### Records provided

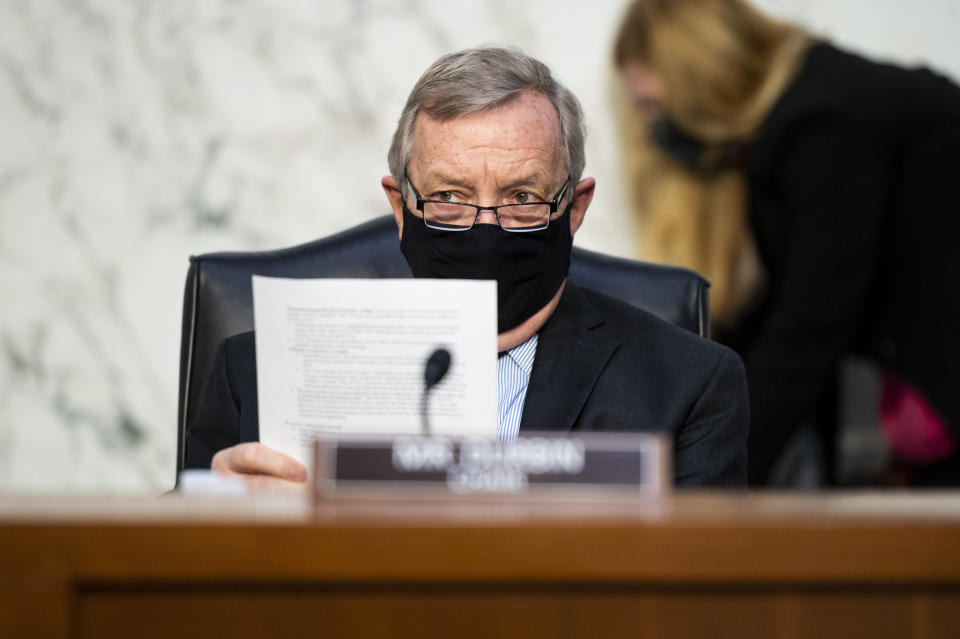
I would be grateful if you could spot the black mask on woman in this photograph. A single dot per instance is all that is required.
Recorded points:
(528, 267)
(691, 153)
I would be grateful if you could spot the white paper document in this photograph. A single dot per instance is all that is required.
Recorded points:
(346, 357)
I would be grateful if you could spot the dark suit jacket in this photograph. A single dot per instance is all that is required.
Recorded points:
(601, 365)
(855, 204)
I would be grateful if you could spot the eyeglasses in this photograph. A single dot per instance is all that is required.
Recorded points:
(519, 217)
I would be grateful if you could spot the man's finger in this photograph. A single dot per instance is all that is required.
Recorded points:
(253, 458)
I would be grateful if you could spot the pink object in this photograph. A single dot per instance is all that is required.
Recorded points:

### What is being asked
Only one thing belongs in the reply: the exact lines of the listing above, from the one with "I would be grateful if you could spot the man's" through its last line.

### Response to this exercise
I would be grateful if you could spot the man's finger in this photograph. A single dot per instance is all that is required.
Recorded points:
(253, 458)
I would be grateful if you could spot the pink object in this photograph. A single dot per instance is all that is required.
Recorded points:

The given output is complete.